:: Text passage ::
Happy Memorial Day. Yesterday I had a chance encounter with a veteran. And God.

Yesterday I pulled in to a gas station, silently remarking to myself how strange it is to be grateful to find gas for $3.95 a gallon. I pulled up to a pump and immediately noticed that my gas tank was going to be several feet away from the fuel hose because the person parked at the next pump had pulled his vehicle forward so far it was essentially taking up two spaces.

I felt a moment of annoyance and thought of pulling around to another pump, but all appeared to be occupied. I sighed, mildly frustrated, and recognized that the annoyance and frustration were signs that I was in my “controlling and managing” mode, and so I tried to let it go and just eased forward as far as I could. I cut the engine.

After I started pumping my oh-so-cheap gas, I had a thought to wash my windshield. The day before I noticed it was rather filthy and tried cleaning it with the car’s washers, but the wipers weren’t strong enough to completely remove some of the larger bits of smashed bug that dotted the glass. These would only be erased by some serious manual scrubbing.

I thought about how you used to be able to get actual cleaning solution in the water to wash your windshield at service stations, but nowadays it seems gas stations will only supply a receptacle of dirty water, and I again recognized the lack of serenity in my thinking. I let forth another sigh, and mentally said a quick prayer for acceptance and courage and wisdom.

I received all three instantly.

 When I turned to retrieve the squeegee, I saw that it was already being retrieved by a man. A very old man. The man whose car was parked in two spaces was now taking the tool I needed to clean my windshield. But instead of annoyance, I felt curious. I watched him.

He walked with a cane, slowly and with great effort, and he leaned upon it as he bent down to retrieve the long handled squeegee. He wore baggy shorts that billowed around his skinny legs, and what appeared to be wool socks with sandals on his feet.

It took him a few moments to get the squeegee out of the water and return to a standing position. His hair was white and his skin was covered in liver spots, the badges of old age. It seemed to take him forever to move from the water receptacle to his car, the water from the sponge-side of the squeegee dripping down onto the pavement, some of it splashing on his sandaled feet. All the while, he leaned heavily on his cane. This was a difficult task for him.
:::
:: Record excerpts ::
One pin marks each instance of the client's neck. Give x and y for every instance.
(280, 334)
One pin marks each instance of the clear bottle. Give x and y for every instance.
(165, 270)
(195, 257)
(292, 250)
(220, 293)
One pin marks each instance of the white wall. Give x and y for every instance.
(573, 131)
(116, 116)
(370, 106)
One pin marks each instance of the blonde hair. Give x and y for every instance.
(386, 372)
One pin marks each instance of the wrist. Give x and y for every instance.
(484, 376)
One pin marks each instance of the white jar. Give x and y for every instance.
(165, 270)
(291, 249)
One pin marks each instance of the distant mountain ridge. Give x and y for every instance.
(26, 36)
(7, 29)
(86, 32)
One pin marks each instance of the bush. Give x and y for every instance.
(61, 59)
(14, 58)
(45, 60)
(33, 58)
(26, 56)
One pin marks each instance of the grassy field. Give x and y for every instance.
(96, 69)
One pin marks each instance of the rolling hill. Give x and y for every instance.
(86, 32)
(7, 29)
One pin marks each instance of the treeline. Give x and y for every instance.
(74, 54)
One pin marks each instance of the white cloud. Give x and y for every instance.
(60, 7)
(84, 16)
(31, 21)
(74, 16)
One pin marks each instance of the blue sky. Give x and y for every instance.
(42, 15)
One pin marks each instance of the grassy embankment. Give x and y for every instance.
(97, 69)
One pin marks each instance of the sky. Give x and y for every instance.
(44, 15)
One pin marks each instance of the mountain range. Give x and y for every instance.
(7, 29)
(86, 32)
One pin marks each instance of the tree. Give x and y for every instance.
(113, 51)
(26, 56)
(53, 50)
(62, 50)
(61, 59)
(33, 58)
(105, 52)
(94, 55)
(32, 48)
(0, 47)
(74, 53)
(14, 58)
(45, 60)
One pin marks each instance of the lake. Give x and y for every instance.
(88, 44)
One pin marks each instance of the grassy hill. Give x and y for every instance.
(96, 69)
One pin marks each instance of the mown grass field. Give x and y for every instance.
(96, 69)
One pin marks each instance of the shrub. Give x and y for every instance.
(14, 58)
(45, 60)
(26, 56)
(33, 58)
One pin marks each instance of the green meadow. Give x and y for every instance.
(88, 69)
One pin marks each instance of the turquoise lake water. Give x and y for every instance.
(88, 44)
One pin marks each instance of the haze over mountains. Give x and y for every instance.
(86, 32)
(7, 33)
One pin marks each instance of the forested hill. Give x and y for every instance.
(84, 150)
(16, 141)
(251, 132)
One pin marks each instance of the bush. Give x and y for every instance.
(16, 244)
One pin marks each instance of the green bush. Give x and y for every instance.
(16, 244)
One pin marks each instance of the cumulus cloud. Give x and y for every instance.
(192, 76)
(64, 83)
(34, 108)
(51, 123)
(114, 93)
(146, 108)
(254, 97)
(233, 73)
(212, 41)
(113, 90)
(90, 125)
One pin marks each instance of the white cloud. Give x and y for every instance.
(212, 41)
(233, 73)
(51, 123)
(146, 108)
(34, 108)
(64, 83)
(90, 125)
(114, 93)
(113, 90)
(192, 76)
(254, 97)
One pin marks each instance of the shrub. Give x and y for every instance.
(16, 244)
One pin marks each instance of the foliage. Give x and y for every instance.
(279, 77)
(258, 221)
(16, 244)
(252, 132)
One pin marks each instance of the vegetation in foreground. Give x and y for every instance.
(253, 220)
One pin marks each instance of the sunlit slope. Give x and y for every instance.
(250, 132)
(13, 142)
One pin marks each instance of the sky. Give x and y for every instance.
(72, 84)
:::
Tasks to perform:
(A) Return, word for word, the lines of the listing from the line that contains "One pin marks each instance of the forested" through the last line of the listing, with both of those lines included.
(B) Resume the Memorial Day account of the gas station encounter from the point where it stops.

Written responses:
(A)
One pin marks each instance of the forested hill. Give x and y for every instance.
(84, 150)
(16, 141)
(251, 132)
One pin marks each instance of the bush. Give x and y for every instance.
(16, 244)
One pin marks each instance of the green bush. Give x and y for every instance.
(16, 244)
One pin marks each instance of the cumulus cloud. Give x and y for every instance.
(192, 76)
(64, 83)
(34, 108)
(51, 123)
(114, 93)
(146, 108)
(254, 97)
(233, 73)
(212, 41)
(113, 90)
(90, 125)
One pin marks each instance of the white cloud. Give x and y for every instance.
(212, 41)
(233, 73)
(51, 123)
(146, 108)
(34, 108)
(64, 83)
(90, 125)
(114, 93)
(113, 90)
(192, 76)
(254, 97)
One pin marks each instance of the shrub. Give x and y for every instance.
(16, 244)
One pin marks each instance of the foliage. Give x and y for every instance.
(279, 77)
(258, 221)
(16, 244)
(252, 132)
One pin marks each instance of the vegetation in foreground. Give x and y for every instance.
(253, 220)
One pin marks each instance of the sunlit slope. Give x and y for every instance.
(250, 132)
(13, 142)
One pin marks each instance of the sky. Give x and y for every instance.
(72, 84)

(B)
Without really thinking what I was doing, I walked over to him, giving him a wide berth so that I did not startle him by sneaking up directly behind him.

“Sir?” I called as I approached. He did not hear me, and so I moved a little closer and called louder, “Sir? Can I help you with that?”

He was taking the squeegee to the hood of his car instead of the windshield, rubbing it against the surface slowly, awkwardly. He heard me and turned to look at me, his face a mask that I could not read. “What?” he said, in a voice that did not sound as old as he looked.

I gave him a friendly smile and said, “Can I wash that for you, sir?”

He looked at me and I could see by his face that he was tired. His blue eyes were milky and I briefly wondered about his vision and the fact that he was driving, yet he wore no glasses.  He did not smile back at me, but he did respond. “Can you wash this for me?” he said, more to himself than to me. “Can you wash this for me” he said again – more a statement than a question.

He sounded mad, and for a moment I wondered if I’d made a mistake in offering to help.

“Yes, I’d be happy to do that for–” I started, but he continued talking.

“I need the exercise,” he said to me. “My doctor says I need to exercise as much as possible. Every little bit helps, he says, so I need to exercise wherever I can”, he said.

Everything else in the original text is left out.